Aim:
Return the full listing exactly as it is written.

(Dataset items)
* * *

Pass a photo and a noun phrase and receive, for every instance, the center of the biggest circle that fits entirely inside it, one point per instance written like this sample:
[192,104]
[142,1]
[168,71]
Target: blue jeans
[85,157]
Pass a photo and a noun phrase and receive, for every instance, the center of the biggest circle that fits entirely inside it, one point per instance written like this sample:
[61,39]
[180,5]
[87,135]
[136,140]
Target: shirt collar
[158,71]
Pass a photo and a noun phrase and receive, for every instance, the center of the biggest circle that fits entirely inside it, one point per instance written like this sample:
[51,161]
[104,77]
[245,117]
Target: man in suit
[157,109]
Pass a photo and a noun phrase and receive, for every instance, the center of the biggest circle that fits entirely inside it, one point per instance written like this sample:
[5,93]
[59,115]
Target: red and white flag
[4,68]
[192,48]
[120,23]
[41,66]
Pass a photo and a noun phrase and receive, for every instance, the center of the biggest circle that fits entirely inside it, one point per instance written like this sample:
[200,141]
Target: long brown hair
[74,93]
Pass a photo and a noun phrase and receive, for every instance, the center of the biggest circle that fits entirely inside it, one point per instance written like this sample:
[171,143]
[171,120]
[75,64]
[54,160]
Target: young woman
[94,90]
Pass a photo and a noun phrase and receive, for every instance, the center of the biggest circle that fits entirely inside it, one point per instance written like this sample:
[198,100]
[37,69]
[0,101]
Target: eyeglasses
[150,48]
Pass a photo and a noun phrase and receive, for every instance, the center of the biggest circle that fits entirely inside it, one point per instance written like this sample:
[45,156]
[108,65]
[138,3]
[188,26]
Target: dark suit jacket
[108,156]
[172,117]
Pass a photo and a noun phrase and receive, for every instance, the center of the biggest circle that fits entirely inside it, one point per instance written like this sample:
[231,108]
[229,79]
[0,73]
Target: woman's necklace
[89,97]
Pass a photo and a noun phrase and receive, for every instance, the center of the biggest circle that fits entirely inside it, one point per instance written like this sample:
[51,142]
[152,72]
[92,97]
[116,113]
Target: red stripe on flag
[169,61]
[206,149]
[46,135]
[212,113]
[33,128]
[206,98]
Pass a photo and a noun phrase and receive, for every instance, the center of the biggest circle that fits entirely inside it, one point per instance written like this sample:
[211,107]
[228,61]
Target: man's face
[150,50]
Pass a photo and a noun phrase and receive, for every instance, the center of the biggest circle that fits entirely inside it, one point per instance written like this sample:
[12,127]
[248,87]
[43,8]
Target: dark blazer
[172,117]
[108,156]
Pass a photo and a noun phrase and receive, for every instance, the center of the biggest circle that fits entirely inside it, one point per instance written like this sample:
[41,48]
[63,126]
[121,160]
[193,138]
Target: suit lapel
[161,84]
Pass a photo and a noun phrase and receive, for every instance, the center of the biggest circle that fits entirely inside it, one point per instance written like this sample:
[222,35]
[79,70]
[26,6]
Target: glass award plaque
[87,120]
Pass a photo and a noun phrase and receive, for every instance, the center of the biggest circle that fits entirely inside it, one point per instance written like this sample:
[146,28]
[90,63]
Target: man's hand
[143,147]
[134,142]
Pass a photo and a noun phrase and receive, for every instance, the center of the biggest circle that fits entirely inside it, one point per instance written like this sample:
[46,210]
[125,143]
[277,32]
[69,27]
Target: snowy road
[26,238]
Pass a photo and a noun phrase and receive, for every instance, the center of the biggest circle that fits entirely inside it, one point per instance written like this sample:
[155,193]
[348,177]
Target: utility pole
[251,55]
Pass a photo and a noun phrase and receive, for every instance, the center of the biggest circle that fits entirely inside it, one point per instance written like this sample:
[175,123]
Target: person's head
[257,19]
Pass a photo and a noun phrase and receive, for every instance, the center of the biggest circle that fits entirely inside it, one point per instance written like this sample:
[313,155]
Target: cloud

* * *

Result below:
Pass a photo and a noun phrase and receive, for every instance, the center of the biggest circle that fits entirely inside it, one point per instance written like this sample:
[192,104]
[142,1]
[168,71]
Target: blue jeans
[85,157]
Pass a photo and a noun phrase and receive, for every instance, the center of the biggest circle that fits entirely inside it, one point per instance written like this sample:
[61,39]
[180,5]
[87,135]
[136,140]
Target: shirt collar
[158,71]
Pass a photo and a noun phrase and receive, for every instance, the center of the biggest circle that fits entirely inside it, one point per instance written like this sample:
[51,161]
[104,77]
[245,117]
Target: man in suit
[157,109]
Pass a photo and a noun phrase and receive, for every instance, the center of the biggest circle that fits entirely inside it, one point per instance written like this sample:
[5,93]
[59,115]
Target: red and white flag
[4,68]
[192,48]
[120,23]
[41,66]
Pass a photo and a noun phrase and receive, for every instance, the center of the biggest circle that fits entirely inside it, one point per instance written like this sample:
[200,141]
Target: long brown hair
[74,93]
Pass a photo and a noun phrase and receive, for every instance, the center of the biggest circle that fits entirely inside it, one point per instance written like this sample:
[171,143]
[171,120]
[75,64]
[54,160]
Target: young woman
[94,90]
Pass a photo and a noun phrase and receive, for every instance, the center of the biggest circle that fits entirely inside it, one point per instance written like this sample:
[198,100]
[37,69]
[0,101]
Target: eyeglasses
[150,48]
Pass a photo and a noun phrase and receive, for every instance, the center of the biggest circle that fits entirely inside it, one point per instance written like this sample:
[45,156]
[108,65]
[138,3]
[188,26]
Target: dark suit jacket
[108,156]
[172,117]
Pass a photo and a noun phrase and receive, for every instance, the center of the biggest circle that fits entirely inside it, one point per instance written like this sample:
[231,108]
[229,79]
[0,73]
Target: woman's necklace
[89,97]
Pass a photo and a noun phrase and receive, for every instance, the center of the biggest circle that fits entirely inside it, one point per instance written like this sample:
[51,142]
[152,72]
[92,97]
[116,113]
Target: red stripe on flag
[169,61]
[206,149]
[46,135]
[212,113]
[33,128]
[206,98]
Pass a photo and a noun phrase and receive, for every instance, the center of the biggest circle that fits entirely inside it, one point per instance written like this sample:
[211,107]
[228,61]
Target: man's face
[150,50]
Pass a photo and a noun phrase and receive, for every instance, the center of the biggest circle that fits entirely inside it, one point per instance written like this sample:
[12,127]
[248,87]
[43,8]
Target: dark blazer
[172,117]
[108,156]
Pass a photo and a noun phrase and receive, for every instance, the center of the biggest circle that fits entirely inside it, one point per instance written like this sample:
[41,48]
[63,126]
[121,160]
[193,138]
Target: suit lapel
[161,84]
Pass a photo and a noun phrase and receive, for every instance, the center of the biggest circle that fits entirely inside it, one point per instance written like this sample:
[222,35]
[79,70]
[26,6]
Target: glass award plaque
[87,120]
Pass a photo and a noun phrase and receive, for every instance, the center of the biggest circle that fits entirely inside it, one point per instance written like this sample:
[146,28]
[90,63]
Target: man's hand
[143,147]
[134,142]
Pass a photo and a noun phrase and receive, for every instance, the center of the biggest circle that fits entirely inside it, one point per instance written like this sample:
[46,210]
[125,143]
[277,32]
[69,27]
Target: snowy road
[26,238]
Pass a photo and a noun phrase and receive, for every instance, the center of the biggest circle that fits entirely inside it, one point per instance written like this sample:
[155,193]
[348,177]
Target: utility pole
[251,55]
Pass a photo and a noun phrase and receive, for every instance, the center of the biggest circle that fits entirely inside it, one point per instance written like this sample:
[175,123]
Target: person's head
[257,19]
Pass a photo and a noun phrase and receive, for every instance, the center of the biggest circle that fits entirely inside it, one point per instance written like this sample:
[313,155]
Target: cloud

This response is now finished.